- Aim A:
Answer these questions from the passage on humankind's honeymoon with technology.
(i) For how many years has humankind's marriage to technology enjoyed its honeymoon?
(ii) In what year did the writer wonder whether there would be an anti-tech backlash?
(iii) Where did the YouTuber who reacted to smartglass say they wanted to live?
- Aim B: From the passage on humankind's honeymoon with technology, extract the text between "For the past" and "honeymoon is ending.", inclusive.
- Aim C: Continue the passage on humankind's honeymoon with technology from where it stops.
:: Extract provided
Image Source: I09.
For the past thirty years, humankind's marriage to technology has enjoyed a lovely, whirlwind honeymoon. With the exception of deadly neo-Luddites like the Unabomber, it seemed the love affair would go on forever. Yet here and there, there are signs that the honeymoon is ending.
In 2010, I wondered if there would be an anti-tech backlash. In 2011, I wrote a post on the future miracles promised by smartglass and wondered about the negative responses it received online - most memorably a Youtuber who saw a world of smartglass and pined, "I want to live in a stone cavern." In response, a reader accused me of being anti-tech: "Grow the hell up. You know the video is supposed to look perfect, right? Otherwise they wouldn't have bothered to make it. This is the future - go with it or get out of the way. You complain about this making us over-reliant upon technology and yet YOU'RE the one who spends hours and hours writing a useless blog giving your nobody opinion. Hypocrite much?!"
::::
:: Rows
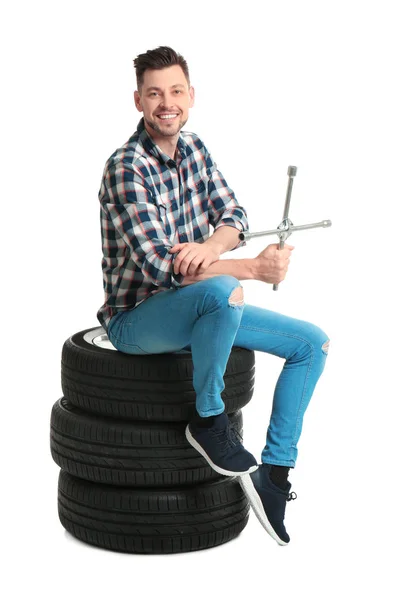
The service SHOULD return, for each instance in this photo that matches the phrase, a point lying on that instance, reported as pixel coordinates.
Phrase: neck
(168, 144)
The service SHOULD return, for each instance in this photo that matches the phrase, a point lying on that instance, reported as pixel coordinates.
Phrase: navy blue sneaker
(221, 447)
(268, 501)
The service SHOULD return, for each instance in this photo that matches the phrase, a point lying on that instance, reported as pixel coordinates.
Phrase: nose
(167, 101)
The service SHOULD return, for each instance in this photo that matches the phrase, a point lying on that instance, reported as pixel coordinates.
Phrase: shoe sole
(256, 503)
(199, 449)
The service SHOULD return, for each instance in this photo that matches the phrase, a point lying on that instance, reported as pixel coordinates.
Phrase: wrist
(218, 246)
(252, 268)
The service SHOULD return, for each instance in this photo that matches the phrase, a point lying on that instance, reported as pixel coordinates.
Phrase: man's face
(165, 92)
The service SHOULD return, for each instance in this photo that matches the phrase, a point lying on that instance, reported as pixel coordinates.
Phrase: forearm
(241, 268)
(224, 238)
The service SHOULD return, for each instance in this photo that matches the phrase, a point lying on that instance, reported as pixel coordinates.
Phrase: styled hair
(160, 58)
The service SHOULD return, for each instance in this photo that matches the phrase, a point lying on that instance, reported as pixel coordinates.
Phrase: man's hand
(193, 256)
(271, 265)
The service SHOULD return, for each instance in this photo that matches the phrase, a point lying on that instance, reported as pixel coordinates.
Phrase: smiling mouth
(168, 117)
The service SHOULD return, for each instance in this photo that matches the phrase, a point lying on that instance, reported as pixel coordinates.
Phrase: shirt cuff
(237, 225)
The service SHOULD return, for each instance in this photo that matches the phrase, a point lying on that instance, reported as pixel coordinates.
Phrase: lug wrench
(286, 226)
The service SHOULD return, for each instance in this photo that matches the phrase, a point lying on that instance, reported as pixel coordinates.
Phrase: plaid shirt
(149, 202)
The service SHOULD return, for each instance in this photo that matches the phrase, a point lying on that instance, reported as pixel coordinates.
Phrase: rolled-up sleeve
(223, 206)
(135, 217)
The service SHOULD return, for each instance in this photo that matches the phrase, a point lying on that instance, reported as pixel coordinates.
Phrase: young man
(166, 289)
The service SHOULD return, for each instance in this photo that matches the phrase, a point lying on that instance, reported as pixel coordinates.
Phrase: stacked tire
(129, 480)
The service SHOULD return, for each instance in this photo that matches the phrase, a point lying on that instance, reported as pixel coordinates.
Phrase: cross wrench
(286, 226)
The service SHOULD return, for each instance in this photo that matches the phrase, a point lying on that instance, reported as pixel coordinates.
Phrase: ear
(137, 101)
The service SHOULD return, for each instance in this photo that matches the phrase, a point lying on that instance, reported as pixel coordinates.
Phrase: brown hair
(160, 58)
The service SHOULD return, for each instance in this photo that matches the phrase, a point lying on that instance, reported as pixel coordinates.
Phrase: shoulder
(129, 155)
(194, 142)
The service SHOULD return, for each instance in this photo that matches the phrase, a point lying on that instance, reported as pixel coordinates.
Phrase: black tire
(126, 453)
(156, 387)
(152, 521)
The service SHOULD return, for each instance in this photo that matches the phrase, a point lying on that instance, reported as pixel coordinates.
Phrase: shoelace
(233, 438)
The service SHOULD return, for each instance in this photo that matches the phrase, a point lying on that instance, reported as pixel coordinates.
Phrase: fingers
(185, 262)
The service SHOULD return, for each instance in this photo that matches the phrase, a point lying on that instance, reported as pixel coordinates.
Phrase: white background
(310, 84)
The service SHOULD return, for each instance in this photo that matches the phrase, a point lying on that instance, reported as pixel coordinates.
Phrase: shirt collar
(151, 147)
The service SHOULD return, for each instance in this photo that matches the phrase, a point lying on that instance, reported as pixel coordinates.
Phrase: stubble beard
(166, 132)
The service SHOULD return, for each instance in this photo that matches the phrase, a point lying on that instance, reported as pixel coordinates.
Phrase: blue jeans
(201, 318)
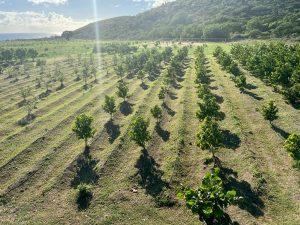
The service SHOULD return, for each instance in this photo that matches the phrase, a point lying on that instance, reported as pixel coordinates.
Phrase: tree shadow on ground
(219, 99)
(251, 201)
(164, 134)
(149, 175)
(177, 85)
(44, 94)
(126, 108)
(60, 87)
(221, 116)
(172, 96)
(112, 130)
(169, 110)
(214, 87)
(85, 170)
(253, 95)
(278, 130)
(26, 120)
(180, 79)
(225, 220)
(21, 103)
(144, 86)
(230, 140)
::::
- Written response A:
(i) Thirty years.
(ii) 2010.
(iii) In a stone cavern.

- Written response B:
For the past thirty years, humankind's marriage to technology has enjoyed a lovely, whirlwind honeymoon. With the exception of deadly neo-Luddites like the Unabomber, it seemed the love affair would go on forever. Yet here and there, there are signs that the honeymoon is ending.

- Written response C:
Don't shoot the messenger. We cannot avoid technology now and we work with it. But if that is the kind of pro-tech hostility that greets a little blog post vaguely pondering anti-tech sentiment, don't expect tech to reach the next level of human integration without conflict.
The danger that human beings could be split into warring camps between those who integrate technology into their bodies, and those who do not, seems never to have entered the heads of the lords of Silicon Valley.
Yet this may come to pass. On 1 July 2012, Steve Mann, the father of wearable computing and a professor of Electrical Engineering at the University of Toronto, was visiting Paris with his family and went to a central McDonald's to pick up something to eat. From i09:
Three employees subsequently assaulted Mann in the restaurant and tried to tear off the eyeglass device he wears, which is fixed to his head. Was this simple theft, or an attack on Mann's strange looking cybernetic attachments?Steve Mann, the "father of wearable computing," has been physically assaulted while visiting a McDonalds in Paris, France.
The Canadian university professor was at the restaurant with his family when three different McDonalds employees took exception to his "Digital Eye Glass" device and attempted to forcibly remove it from his head. Mann was then physically removed from the store by the employees, along with having his support documentation destroyed.
This may be the first ever recorded assault of a person instigated by the prominent display of a Google Glass-like wearable computer.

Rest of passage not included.